** start **
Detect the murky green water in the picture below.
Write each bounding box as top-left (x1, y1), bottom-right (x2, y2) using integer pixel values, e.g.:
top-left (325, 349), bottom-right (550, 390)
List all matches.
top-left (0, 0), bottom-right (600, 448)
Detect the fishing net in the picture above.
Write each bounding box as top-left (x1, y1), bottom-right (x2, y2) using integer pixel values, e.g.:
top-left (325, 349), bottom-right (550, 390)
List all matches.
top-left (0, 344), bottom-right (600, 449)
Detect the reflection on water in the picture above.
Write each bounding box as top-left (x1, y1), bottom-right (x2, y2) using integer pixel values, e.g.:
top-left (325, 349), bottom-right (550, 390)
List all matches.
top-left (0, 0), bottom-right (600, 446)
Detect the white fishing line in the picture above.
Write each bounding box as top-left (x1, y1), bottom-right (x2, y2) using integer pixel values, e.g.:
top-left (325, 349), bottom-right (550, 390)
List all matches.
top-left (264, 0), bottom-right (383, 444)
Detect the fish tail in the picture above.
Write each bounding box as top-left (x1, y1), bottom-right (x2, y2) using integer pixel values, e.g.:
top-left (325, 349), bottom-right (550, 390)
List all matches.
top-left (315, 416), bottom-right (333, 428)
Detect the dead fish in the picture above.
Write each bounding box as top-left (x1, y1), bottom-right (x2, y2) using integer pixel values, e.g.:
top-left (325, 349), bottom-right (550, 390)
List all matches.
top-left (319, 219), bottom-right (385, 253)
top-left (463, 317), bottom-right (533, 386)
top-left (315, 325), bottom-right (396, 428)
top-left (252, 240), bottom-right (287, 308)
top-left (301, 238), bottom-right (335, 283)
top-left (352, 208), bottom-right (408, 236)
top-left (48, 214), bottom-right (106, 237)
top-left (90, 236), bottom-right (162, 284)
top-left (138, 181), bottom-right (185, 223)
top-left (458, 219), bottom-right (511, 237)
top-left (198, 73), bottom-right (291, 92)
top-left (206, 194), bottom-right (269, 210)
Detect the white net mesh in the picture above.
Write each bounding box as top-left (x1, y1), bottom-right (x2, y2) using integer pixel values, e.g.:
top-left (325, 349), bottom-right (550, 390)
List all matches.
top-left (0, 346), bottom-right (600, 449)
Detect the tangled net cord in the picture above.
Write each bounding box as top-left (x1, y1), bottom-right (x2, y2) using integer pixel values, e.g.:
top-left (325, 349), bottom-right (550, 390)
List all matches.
** end **
Could you reproduce the entries from the start up to and including the line with "top-left (0, 344), bottom-right (600, 449)", requests included, increasing each bounding-box coordinate in the answers by 20 while leaving the requests and their format samples unchanged?

Detect the murky green water in the picture below.
Write each bounding box as top-left (x1, y1), bottom-right (x2, y2) using integer pixel values, e.g.:
top-left (325, 349), bottom-right (550, 390)
List all matches.
top-left (20, 20), bottom-right (620, 468)
Detect the fishing net in the picture above.
Write each bounding box as top-left (x1, y1), bottom-right (x2, y2) using integer pixel values, e.g.:
top-left (325, 349), bottom-right (550, 390)
List all matches.
top-left (20, 364), bottom-right (620, 469)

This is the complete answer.